What to produce => Copy out each line of the data below in which "tiled" appears.

Phrase grounding data =>
○ ○ ○
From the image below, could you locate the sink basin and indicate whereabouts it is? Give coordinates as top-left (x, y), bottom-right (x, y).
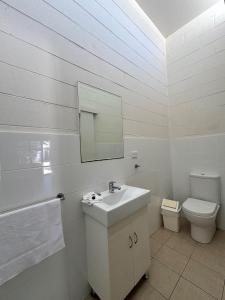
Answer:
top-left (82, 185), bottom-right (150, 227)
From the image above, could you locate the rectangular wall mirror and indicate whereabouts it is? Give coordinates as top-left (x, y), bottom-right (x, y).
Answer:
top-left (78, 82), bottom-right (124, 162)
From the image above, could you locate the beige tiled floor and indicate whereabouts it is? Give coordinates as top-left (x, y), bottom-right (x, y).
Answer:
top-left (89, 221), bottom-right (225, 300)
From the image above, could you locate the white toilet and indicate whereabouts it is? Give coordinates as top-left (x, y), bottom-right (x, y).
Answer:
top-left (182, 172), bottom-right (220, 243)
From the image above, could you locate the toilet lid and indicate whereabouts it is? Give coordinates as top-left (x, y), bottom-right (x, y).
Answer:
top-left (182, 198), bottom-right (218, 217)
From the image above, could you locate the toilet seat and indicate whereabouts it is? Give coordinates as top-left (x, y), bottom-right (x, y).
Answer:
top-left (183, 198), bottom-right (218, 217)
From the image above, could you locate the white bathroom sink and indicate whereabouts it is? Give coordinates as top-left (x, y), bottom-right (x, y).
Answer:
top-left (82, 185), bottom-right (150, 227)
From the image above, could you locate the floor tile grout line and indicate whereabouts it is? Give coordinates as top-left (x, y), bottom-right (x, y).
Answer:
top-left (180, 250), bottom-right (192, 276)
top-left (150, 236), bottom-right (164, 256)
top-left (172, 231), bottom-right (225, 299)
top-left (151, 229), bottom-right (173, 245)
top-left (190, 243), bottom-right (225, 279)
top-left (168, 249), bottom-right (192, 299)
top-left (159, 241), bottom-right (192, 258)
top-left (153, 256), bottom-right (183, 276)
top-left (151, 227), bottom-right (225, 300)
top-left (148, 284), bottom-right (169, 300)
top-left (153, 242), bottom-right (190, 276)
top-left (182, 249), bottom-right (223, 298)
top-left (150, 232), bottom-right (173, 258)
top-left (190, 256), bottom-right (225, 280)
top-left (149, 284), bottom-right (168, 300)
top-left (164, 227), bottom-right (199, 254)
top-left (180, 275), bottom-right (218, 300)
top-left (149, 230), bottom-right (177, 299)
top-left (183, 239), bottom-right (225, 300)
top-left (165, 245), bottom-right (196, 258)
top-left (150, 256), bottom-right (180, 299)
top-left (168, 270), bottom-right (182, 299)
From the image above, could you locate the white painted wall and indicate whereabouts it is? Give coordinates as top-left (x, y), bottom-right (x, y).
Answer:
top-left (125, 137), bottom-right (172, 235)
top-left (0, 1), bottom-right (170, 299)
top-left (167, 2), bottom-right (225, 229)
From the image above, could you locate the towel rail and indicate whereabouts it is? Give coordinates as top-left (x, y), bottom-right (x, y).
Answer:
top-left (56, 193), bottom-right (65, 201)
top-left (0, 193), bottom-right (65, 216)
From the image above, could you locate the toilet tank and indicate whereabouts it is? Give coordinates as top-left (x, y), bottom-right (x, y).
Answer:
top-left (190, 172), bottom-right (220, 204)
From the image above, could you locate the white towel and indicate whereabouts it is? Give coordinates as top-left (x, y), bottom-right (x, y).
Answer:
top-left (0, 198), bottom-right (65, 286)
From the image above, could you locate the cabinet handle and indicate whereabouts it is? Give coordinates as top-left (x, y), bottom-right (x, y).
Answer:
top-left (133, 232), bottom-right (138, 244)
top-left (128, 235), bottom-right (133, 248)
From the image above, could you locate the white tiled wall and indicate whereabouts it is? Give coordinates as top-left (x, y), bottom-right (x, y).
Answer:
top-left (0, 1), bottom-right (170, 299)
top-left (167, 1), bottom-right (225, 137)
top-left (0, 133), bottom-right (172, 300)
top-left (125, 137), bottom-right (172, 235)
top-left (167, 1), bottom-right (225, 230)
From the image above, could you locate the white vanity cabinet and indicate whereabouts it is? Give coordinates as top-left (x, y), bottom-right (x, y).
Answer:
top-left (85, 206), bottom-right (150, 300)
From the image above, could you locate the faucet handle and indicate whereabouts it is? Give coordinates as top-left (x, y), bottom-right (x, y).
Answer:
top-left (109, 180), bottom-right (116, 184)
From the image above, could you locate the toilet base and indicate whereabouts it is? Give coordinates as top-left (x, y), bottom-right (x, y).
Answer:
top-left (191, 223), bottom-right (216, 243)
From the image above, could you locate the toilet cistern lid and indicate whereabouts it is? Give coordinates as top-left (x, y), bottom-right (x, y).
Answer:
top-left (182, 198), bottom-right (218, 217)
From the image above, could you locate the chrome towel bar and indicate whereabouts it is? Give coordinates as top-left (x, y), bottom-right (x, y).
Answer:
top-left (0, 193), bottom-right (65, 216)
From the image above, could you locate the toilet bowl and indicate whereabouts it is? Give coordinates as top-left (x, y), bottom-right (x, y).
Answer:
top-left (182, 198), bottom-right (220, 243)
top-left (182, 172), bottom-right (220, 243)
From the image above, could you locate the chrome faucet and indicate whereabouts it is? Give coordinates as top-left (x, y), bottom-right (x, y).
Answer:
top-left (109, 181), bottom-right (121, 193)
○ ○ ○
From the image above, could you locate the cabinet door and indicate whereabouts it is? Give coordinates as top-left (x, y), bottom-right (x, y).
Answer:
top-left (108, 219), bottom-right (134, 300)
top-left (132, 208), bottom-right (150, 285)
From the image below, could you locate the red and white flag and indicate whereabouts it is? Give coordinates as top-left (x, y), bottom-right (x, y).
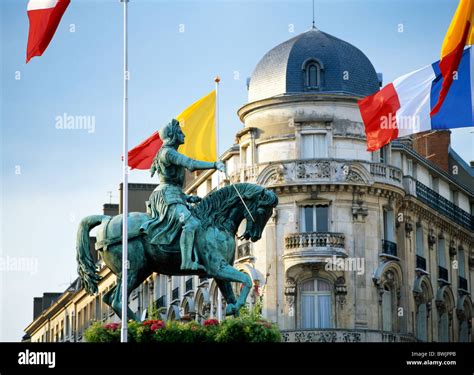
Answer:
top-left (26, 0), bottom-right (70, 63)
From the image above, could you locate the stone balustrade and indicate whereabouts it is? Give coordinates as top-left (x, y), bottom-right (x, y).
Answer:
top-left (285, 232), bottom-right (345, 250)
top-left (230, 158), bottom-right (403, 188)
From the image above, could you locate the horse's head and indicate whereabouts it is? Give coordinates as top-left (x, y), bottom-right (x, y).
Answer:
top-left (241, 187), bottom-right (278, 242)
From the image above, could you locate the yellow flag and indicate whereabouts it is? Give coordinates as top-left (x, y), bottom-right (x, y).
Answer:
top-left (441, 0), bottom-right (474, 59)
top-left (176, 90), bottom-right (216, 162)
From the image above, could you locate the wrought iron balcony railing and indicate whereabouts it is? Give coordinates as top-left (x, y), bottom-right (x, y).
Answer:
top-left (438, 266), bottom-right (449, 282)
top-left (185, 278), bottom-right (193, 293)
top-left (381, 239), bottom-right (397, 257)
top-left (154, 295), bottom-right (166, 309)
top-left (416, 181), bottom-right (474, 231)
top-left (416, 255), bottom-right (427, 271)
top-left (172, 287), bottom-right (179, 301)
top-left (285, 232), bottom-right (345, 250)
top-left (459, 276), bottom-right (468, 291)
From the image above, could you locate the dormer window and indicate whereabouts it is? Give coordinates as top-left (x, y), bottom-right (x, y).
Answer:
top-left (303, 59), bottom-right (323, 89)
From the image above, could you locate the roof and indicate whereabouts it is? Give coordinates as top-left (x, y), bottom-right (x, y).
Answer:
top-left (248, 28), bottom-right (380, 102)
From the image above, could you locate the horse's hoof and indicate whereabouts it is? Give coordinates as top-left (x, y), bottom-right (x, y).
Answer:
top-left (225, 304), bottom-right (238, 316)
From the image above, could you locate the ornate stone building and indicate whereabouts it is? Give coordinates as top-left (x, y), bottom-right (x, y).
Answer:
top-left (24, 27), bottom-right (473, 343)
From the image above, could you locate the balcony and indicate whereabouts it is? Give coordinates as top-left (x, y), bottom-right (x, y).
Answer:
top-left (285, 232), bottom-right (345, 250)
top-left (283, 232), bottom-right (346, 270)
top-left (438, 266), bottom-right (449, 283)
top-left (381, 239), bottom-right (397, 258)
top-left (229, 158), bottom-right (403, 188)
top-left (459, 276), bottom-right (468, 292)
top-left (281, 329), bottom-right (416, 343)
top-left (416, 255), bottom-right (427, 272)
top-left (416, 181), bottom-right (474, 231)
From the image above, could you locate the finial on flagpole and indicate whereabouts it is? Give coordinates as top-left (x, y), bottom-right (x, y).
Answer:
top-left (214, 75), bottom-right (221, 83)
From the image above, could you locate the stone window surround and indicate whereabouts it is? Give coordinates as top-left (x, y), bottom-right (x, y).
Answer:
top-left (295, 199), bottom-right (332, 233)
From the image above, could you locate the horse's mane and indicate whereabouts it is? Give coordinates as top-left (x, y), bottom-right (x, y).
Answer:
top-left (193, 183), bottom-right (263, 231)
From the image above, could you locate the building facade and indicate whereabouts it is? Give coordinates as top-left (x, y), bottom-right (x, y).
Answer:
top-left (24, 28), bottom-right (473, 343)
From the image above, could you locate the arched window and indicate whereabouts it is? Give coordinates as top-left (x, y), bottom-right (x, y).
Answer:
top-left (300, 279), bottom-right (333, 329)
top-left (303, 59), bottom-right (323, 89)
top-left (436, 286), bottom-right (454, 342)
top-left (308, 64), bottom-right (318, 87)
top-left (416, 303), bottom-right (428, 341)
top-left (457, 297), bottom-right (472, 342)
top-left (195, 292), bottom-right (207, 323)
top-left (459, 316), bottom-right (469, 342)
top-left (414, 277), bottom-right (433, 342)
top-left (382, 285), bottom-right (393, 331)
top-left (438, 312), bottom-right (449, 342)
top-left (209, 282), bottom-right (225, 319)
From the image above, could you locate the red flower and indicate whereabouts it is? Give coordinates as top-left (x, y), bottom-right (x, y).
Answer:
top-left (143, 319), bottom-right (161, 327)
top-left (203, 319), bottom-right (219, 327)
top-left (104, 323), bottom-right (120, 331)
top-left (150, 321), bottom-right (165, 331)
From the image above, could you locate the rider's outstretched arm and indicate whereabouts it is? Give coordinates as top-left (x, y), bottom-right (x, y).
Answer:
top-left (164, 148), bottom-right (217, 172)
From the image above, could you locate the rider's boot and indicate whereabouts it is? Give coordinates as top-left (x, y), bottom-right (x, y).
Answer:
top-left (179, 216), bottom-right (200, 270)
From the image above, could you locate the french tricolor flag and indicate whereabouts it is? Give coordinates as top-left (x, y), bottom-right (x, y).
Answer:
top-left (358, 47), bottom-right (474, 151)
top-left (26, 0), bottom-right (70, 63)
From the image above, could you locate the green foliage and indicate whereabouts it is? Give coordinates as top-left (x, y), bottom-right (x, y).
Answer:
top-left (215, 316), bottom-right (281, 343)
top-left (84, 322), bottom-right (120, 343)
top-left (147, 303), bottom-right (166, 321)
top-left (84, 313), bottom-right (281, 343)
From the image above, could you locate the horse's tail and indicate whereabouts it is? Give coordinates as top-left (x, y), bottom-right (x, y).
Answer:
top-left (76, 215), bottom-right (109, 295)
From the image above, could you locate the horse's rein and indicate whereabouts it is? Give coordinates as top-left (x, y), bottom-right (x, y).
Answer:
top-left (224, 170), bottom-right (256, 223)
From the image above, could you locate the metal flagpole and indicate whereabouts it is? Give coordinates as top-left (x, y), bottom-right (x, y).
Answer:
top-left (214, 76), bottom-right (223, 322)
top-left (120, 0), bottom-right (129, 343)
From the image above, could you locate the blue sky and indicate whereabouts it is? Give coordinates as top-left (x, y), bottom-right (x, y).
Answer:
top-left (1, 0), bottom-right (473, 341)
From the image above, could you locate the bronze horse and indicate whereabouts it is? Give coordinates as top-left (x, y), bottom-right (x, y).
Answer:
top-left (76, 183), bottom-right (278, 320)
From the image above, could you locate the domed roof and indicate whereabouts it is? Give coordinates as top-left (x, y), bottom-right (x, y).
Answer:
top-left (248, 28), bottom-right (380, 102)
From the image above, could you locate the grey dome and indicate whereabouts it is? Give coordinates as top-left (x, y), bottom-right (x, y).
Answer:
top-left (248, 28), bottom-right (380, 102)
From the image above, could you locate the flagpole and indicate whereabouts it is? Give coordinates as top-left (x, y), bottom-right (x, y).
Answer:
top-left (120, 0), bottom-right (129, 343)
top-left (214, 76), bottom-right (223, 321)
○ ○ ○
Solution =>
From the image above, could you locate the beige tiled floor and indicate whereabouts it is? Give coordinates as top-left (x, y), bottom-right (x, y).
From the image above, could you locate the white tiled wall and indicate whereabouts it is? Give coordinates as top-left (x, y), bottom-right (x, y).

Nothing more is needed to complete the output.